Goal of the exercise: Copy the data below line for line, changing nothing.
## BEGIN Exercise data
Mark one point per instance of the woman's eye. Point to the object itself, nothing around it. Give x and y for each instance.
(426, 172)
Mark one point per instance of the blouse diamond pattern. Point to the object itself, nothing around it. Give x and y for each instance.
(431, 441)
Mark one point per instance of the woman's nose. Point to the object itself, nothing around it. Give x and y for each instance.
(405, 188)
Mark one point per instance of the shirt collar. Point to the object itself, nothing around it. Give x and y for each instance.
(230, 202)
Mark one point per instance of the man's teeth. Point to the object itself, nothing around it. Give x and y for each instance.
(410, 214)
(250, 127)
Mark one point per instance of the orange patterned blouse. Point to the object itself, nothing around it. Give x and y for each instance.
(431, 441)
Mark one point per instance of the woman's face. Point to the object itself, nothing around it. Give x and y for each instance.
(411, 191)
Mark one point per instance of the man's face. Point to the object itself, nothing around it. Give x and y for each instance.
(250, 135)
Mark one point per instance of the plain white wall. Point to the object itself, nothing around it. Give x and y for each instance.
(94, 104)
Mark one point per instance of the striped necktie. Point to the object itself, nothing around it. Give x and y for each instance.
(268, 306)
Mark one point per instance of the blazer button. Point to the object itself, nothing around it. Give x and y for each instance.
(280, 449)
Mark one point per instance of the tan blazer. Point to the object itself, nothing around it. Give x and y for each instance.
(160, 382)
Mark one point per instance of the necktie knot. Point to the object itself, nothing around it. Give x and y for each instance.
## END Exercise data
Response to this task:
Mark one point per instance of the woman's eye. Point to the object itself, nothing around it. Give x and y for each instance.
(426, 172)
Mark one point per instance of the blouse diamond pattern. Point to the object itself, nothing around it. Give x and y for each instance.
(431, 441)
Mark one point per instance of the woman's nose. Point to the object itself, nothing around it. Give x and y for each instance.
(405, 188)
Mark one point per instance of the shirt collar. Point to the object itself, nothing around it. Give x and y for each instance.
(230, 202)
Mark one point per instance of the man's teeth. Point to the object itself, nothing around it. Give x and y for each instance.
(410, 214)
(250, 127)
Mark one point per instance of the orange patterned blouse. Point to the object itself, nothing around it. Give x and y for each instance.
(431, 441)
Mark one point per instance of the woman's face. Point to the object itself, nothing around it. Give x and y for each instance.
(411, 191)
Mark one point per instance of the man's face. Point to the object itself, nothing around it. Give x and y for each instance.
(250, 135)
Mark one point per instance of the plain white wall. Point to the object itself, nothing around it. Give x and y for each instance.
(94, 104)
Mark one point per instance of the striped necktie. Point to the object itself, nothing around it. Give x and y for each instance.
(268, 306)
Mark one point per instance of the blazer button. Point to the object itself, nothing around it. Give x and y for each instance.
(280, 449)
Mark one point per instance of the tan blazer. Point to the object itself, nothing around it. Give x and y for each instance.
(160, 382)
Mark one point per instance of the necktie knot. Point to the object itself, nothing around it. Give x and y for each instance.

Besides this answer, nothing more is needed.